**Page text:**
※ ※ ※

12. Meetings and disagreements. In the Song: “On my bed at night  I looked for the one I love, I sought him without finding him; I will rise and go about the city, through the streets and the squares; I will seek the love of my heart I sought him without finding him;  the watchmen came upon me, those who patrol the city. “Have you seen the love of my heart?” As soon as I left them, I found the love of my heart.” (3, 1 – 4), “I slept, but my heart kept vigil. I heard the knock of my beloved.  “Open to me, my sister, my love, my perfect one, my dove! My head is wet with dew, my hair with the drops of the night.” My lover thrust his hand through the lock opening and my heart thrilled for him. I rose to open the door. Myrrh from my hands dripped on the handle of the lock. I opened to my lover but he had turned and gone my soul went after him! I sought him but did not find him; I called him but he did not answer. The watchmen came upon me those who patrol the city; they beat me…  I beg you, O daughters of Jerusalem, if you ever find my lover tell him that love makes me sick.”

※ ※ ※

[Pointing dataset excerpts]
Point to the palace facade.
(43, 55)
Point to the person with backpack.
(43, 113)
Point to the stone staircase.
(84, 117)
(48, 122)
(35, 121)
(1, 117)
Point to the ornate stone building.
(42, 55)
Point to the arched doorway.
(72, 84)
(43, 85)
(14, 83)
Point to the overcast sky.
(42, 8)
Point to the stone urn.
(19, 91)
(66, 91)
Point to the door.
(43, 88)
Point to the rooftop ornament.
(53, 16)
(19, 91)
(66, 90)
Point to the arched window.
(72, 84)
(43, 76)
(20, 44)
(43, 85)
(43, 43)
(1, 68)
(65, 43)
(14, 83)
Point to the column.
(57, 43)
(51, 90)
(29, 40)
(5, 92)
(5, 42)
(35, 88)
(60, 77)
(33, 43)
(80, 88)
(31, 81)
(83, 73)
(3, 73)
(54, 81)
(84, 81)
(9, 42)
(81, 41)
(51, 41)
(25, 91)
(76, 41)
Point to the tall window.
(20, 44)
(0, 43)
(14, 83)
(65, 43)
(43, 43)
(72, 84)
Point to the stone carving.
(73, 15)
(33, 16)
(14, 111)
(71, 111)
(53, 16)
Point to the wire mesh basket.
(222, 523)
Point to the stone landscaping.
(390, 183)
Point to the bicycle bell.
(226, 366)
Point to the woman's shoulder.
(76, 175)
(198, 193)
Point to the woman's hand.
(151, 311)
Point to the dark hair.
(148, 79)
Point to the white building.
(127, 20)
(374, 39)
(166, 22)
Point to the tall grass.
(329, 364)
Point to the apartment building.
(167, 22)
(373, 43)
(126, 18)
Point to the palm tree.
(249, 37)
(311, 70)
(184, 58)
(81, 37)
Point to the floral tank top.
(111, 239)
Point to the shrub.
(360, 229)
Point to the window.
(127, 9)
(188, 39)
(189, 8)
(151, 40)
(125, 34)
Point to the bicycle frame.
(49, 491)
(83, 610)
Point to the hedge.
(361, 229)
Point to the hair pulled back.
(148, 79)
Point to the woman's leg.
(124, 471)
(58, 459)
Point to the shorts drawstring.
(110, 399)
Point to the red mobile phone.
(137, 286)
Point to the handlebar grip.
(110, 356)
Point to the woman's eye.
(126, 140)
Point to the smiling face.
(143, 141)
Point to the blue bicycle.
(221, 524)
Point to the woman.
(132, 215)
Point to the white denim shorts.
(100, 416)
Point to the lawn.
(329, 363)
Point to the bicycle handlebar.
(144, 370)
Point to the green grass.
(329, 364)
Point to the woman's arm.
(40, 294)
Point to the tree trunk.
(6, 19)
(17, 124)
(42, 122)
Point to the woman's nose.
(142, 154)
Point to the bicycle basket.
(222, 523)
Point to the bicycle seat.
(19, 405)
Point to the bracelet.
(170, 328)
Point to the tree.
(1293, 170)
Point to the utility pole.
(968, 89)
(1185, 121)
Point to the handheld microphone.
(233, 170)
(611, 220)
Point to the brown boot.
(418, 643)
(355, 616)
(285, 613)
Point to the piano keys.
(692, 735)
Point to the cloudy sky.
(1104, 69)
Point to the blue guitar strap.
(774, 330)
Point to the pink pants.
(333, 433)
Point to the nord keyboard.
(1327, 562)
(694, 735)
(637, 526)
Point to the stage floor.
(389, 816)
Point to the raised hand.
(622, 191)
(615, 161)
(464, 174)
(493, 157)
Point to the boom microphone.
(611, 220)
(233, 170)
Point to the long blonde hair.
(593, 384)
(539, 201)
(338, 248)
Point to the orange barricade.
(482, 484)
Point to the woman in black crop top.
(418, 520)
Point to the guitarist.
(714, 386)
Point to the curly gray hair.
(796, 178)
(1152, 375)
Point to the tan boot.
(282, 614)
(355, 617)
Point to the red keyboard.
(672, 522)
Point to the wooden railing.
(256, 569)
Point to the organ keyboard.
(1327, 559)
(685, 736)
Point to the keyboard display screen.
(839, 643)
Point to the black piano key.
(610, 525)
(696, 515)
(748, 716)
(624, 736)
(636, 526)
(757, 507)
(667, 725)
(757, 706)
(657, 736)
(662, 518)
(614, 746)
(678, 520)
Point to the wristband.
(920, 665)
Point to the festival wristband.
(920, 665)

※ ※ ※

**Required work:**
1 – Answer these questions on the passage on meetings and disagreements:
(a) Where did the speaker first look for the one loved?
(b) What was the beloved's head wet with?
(c) What does the speaker ask the daughters of Jerusalem to tell the lover?
2 – Please write the next part of the passage on meetings and disagreements, picking up after its final sentence.

**Results of the exercise:**
1 –
(a) On the speaker's bed at night.
(b) Dew.
(c) That love makes the speaker sick.

2 –
13. In the Poem: “How do you endure O life, / not living where you live, / and being brought near death / by the arrows you receive / from that which you conceive of your Beloved?” (8), “extinguish these miseries,
/ since no one else can stamp them out; / and may my eyes behold you, / because you are their light, / and I would open them to you alone.” (10), “Where have you hidden, / Beloved, and left me moaning? / You fled like the stag / after wounding me; / I went out calling you, but you were gone.” (1), “Ah, who has the power to heal me? / now wholly surrender yourself! / Do not send me / any more messengers, they cannot tell me what I want to hear.!” (6), Why, since you wounded / this heart, don’t you heal it? / And why, since you stole it from me, / do you leave it so, / and fail to carry off what you have stolen?” (9)

14. Questions and doubts. What does it have is special?, what does he do? Where is he?. In the Song: “How is your lover better than others?”, “Radiant and ruddy, my lover stands out among thousands.” (5, 9 – 10). “Where has your lover gone, most beautiful woman? Where has your lover turned, that we may help you look for him?”. My lover has gone down to his garden, to the beds of spices, to pasture his flock in the garden and to gather lilies. My lover is mine, and I am his; he shepherds his flock among the lilies.” (5, 9 – 10)
15. In the Poem: “My Beloved, the mountains, / and lonely wooded valleys, / strange islands, / and resounding rivers, / the whistling of love-stirring breeze” (14), “Be still, deadening north wind; south wind, come, you that waken love, / breathe through my garden, / let its fragrance flow, / and the Beloved will feed amid the flowers” (17), “With flowers and emeralds / chosen on cool mornings / we shall weave garlands / flowering in your love, / and bound with one hair of mine.” (30)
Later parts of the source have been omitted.